Written task: In the listing below, please print the line that contains "mark: dirt ground" and every line that follows it, exactly.

Excerpts of pointing data:
▶

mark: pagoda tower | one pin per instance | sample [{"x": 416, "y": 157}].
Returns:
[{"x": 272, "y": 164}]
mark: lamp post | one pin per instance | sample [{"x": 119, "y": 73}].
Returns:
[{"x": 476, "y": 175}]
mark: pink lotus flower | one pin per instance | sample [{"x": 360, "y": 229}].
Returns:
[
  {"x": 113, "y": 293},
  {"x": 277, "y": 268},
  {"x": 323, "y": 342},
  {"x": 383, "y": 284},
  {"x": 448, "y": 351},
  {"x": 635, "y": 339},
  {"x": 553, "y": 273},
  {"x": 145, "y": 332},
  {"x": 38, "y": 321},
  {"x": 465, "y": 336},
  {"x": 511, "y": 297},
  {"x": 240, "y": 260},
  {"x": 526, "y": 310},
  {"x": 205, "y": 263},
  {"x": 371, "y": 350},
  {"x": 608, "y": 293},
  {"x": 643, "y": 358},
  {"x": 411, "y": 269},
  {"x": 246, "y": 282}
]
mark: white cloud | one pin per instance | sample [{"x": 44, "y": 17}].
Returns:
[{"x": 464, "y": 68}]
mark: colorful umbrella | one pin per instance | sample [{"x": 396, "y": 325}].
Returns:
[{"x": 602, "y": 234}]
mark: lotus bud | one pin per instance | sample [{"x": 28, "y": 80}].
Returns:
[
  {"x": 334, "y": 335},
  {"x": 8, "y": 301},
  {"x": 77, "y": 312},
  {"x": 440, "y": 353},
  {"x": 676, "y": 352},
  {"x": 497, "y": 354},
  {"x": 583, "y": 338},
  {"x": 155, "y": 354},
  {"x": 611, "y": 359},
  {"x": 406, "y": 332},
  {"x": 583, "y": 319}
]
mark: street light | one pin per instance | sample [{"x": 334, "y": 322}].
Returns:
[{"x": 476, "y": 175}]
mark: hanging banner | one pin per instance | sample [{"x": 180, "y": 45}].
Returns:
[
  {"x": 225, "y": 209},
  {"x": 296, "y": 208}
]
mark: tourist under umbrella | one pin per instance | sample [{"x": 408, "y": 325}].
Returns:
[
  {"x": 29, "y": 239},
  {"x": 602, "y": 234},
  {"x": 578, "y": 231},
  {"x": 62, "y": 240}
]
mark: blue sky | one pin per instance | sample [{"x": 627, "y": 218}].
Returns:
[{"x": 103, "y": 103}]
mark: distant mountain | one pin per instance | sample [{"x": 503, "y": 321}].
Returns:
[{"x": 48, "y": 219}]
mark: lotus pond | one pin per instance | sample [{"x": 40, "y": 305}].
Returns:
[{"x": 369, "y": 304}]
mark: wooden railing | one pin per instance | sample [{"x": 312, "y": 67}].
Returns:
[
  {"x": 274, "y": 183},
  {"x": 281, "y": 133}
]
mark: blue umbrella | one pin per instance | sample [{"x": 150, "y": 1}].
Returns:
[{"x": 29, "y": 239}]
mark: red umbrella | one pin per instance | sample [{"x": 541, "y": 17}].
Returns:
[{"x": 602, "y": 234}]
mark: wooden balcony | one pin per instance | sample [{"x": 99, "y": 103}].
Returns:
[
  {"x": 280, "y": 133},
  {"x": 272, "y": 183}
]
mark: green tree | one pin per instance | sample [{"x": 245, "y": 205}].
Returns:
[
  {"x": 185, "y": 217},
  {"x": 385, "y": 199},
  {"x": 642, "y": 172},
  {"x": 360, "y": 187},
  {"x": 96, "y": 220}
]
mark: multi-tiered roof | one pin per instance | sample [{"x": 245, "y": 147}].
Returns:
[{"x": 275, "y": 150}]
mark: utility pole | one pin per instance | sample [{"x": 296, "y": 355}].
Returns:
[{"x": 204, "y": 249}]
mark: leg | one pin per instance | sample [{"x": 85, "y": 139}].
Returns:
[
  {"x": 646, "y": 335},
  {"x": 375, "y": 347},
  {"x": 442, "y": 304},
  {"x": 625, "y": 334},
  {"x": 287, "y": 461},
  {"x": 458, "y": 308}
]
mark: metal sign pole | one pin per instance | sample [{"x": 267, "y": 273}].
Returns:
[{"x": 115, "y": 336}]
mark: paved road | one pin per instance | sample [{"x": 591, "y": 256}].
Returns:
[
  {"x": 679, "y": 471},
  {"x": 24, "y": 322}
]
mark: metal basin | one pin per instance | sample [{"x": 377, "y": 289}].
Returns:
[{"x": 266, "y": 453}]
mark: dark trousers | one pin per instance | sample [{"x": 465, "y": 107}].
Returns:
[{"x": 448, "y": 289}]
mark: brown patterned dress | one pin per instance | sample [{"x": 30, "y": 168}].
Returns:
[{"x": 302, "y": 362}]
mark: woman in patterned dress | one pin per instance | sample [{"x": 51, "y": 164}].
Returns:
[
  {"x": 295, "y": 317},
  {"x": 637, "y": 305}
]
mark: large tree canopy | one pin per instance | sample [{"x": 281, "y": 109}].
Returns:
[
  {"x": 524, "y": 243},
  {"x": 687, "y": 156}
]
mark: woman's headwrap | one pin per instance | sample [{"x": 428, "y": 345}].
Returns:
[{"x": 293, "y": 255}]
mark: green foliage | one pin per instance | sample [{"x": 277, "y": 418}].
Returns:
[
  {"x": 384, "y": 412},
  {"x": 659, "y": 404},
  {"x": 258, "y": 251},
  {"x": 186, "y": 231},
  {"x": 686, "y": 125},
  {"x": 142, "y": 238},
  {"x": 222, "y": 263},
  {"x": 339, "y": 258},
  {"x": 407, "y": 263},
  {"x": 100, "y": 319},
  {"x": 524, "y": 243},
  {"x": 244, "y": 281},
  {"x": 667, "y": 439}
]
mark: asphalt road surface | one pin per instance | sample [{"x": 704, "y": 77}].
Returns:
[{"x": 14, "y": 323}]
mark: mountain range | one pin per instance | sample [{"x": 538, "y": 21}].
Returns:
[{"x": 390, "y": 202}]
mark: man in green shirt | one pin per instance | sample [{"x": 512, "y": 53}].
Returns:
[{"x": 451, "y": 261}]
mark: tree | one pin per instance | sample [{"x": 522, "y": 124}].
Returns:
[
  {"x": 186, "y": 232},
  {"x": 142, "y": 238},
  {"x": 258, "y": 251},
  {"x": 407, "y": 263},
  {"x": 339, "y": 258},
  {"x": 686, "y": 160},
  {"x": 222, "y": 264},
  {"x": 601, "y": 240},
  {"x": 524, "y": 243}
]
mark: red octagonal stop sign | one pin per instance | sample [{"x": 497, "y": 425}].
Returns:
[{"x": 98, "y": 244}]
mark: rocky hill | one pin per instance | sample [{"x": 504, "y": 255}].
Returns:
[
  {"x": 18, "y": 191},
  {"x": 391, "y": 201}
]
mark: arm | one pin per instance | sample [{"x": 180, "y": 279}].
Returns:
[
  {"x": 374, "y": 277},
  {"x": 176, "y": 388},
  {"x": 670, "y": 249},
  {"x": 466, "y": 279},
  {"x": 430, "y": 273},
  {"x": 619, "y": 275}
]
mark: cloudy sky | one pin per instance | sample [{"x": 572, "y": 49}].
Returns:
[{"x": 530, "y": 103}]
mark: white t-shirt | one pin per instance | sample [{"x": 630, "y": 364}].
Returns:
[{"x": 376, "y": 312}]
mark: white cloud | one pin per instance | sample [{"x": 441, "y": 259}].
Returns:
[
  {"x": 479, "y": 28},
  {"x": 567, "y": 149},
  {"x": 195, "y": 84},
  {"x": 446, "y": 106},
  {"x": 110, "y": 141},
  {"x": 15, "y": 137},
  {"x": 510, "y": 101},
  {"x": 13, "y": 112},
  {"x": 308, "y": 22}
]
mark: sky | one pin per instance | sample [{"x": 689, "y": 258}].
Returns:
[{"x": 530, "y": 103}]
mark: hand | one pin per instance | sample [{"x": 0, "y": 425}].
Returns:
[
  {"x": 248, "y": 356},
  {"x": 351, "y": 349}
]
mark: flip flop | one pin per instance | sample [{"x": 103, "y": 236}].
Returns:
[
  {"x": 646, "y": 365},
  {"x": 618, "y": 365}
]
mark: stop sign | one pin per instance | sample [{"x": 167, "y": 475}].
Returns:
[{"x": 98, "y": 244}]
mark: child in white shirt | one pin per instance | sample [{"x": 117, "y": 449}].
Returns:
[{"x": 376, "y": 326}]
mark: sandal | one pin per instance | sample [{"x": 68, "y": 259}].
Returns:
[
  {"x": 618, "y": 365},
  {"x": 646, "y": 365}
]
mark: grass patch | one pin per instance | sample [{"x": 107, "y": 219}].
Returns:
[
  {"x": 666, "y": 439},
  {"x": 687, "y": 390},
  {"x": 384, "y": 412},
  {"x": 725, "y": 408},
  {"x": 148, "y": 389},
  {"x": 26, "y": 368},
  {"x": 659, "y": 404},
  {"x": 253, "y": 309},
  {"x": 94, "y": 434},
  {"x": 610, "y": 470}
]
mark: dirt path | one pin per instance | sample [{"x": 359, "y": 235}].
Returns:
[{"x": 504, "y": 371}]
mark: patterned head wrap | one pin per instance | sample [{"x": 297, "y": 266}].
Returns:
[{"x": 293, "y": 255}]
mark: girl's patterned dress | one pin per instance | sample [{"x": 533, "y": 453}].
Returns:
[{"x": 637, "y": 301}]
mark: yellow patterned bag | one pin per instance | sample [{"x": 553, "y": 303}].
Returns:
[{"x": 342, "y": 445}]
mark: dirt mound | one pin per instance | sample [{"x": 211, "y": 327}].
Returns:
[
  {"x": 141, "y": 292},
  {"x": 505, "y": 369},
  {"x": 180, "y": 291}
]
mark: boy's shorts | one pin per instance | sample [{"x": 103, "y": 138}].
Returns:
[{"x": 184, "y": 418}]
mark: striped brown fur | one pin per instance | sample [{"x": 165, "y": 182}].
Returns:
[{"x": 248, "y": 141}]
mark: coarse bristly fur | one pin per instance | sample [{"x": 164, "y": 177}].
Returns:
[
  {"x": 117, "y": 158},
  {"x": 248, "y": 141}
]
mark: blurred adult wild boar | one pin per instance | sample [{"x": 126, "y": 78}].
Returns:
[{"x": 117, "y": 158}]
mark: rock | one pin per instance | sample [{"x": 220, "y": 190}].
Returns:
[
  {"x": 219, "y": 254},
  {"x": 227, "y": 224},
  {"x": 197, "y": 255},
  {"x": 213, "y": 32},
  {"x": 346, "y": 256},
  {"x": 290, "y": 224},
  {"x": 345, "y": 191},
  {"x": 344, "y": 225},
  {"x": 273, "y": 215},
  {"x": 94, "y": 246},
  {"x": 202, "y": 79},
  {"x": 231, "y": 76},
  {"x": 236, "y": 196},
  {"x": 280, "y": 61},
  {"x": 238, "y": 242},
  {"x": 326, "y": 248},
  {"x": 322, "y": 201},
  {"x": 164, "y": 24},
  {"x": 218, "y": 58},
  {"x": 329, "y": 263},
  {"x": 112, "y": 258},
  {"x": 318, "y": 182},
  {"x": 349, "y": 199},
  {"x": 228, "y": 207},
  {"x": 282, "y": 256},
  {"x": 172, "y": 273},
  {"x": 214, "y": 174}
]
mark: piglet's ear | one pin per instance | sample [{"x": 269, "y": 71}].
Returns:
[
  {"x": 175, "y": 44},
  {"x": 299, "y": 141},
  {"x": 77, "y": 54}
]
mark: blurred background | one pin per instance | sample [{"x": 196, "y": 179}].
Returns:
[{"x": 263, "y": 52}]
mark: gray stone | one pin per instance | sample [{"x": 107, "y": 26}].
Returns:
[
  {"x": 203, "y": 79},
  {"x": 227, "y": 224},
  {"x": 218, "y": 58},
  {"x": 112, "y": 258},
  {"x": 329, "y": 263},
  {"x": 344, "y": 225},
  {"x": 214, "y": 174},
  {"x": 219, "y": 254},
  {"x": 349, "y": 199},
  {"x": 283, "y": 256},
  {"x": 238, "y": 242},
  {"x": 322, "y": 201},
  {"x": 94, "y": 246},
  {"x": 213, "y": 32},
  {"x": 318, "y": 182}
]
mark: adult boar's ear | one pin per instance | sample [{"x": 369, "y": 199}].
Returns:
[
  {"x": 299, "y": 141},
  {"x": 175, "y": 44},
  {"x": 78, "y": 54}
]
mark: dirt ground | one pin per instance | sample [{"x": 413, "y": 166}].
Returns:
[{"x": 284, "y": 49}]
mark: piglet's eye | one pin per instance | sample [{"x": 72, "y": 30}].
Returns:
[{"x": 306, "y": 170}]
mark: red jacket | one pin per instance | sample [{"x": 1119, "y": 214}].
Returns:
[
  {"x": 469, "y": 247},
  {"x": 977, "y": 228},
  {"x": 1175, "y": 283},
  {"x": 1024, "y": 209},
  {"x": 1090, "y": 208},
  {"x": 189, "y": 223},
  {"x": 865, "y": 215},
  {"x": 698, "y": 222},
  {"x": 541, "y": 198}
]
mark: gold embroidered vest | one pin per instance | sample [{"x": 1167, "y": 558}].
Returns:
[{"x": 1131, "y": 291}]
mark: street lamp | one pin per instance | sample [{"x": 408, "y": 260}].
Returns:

◀

Final result:
mark: dirt ground | one pin per instance | sample [{"x": 413, "y": 166}].
Returns:
[{"x": 284, "y": 49}]
mark: piglet's eye | one pin per instance | sample [{"x": 72, "y": 30}].
Returns:
[{"x": 306, "y": 170}]
mark: red jacket | one pin per instance | sample [{"x": 1119, "y": 214}].
Returns:
[
  {"x": 469, "y": 247},
  {"x": 977, "y": 228},
  {"x": 1175, "y": 283},
  {"x": 1024, "y": 209},
  {"x": 1090, "y": 208},
  {"x": 189, "y": 223},
  {"x": 865, "y": 215},
  {"x": 698, "y": 222},
  {"x": 541, "y": 198}
]
mark: gold embroidered vest | one pin per instance | sample [{"x": 1167, "y": 558}].
Returns:
[{"x": 1131, "y": 291}]
mark: street lamp | one pin per instance | sample [{"x": 408, "y": 260}].
Returns:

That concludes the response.